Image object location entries
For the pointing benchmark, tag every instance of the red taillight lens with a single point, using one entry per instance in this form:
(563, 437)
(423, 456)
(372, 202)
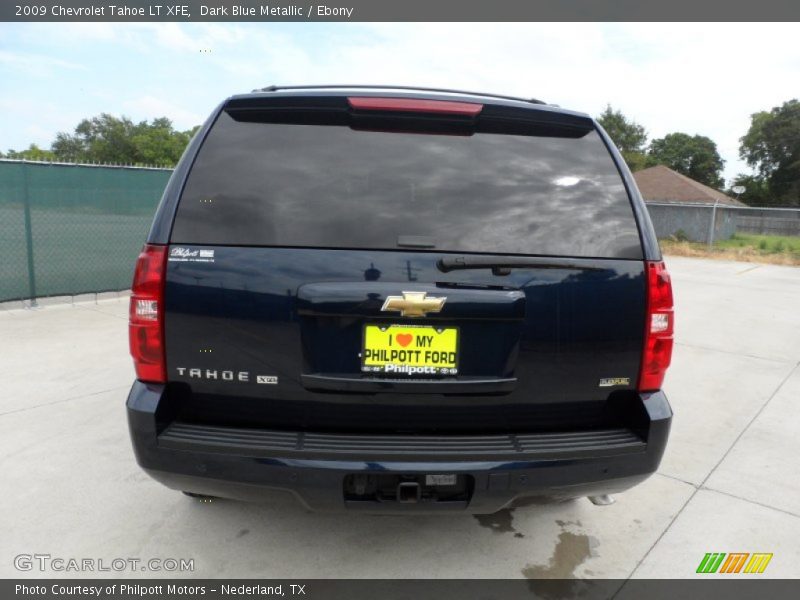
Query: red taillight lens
(440, 107)
(146, 318)
(659, 324)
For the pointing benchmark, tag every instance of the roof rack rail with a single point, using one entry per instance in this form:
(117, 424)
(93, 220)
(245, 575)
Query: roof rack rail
(275, 88)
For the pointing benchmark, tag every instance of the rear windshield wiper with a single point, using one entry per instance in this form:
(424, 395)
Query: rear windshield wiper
(503, 266)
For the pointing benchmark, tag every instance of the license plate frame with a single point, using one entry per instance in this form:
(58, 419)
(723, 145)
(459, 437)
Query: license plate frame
(418, 366)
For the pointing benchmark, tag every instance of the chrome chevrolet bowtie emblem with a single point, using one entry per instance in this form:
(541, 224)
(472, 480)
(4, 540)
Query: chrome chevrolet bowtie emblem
(413, 304)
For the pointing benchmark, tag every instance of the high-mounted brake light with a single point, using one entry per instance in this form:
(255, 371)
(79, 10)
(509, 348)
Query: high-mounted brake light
(146, 317)
(659, 326)
(437, 107)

Work instructions —
Reproduce the data verbatim, starting at the line that contains "For the pointing benchmark, tag every instance of the chrome" and ending with the final line of the data.

Solution to this exercise —
For the pointing benchmark, tag every instance of the chrome chevrolet bowtie emblem with a single point, using one entry per instance in this form:
(541, 224)
(472, 480)
(4, 540)
Query: chrome chevrolet bowtie emblem
(413, 304)
For the pointing benchmark, tag every instance of the high-mounted brake light with a single point, using one entry per instance in this form:
(255, 371)
(79, 10)
(509, 348)
Query: high-mounted brake light
(146, 317)
(659, 326)
(437, 107)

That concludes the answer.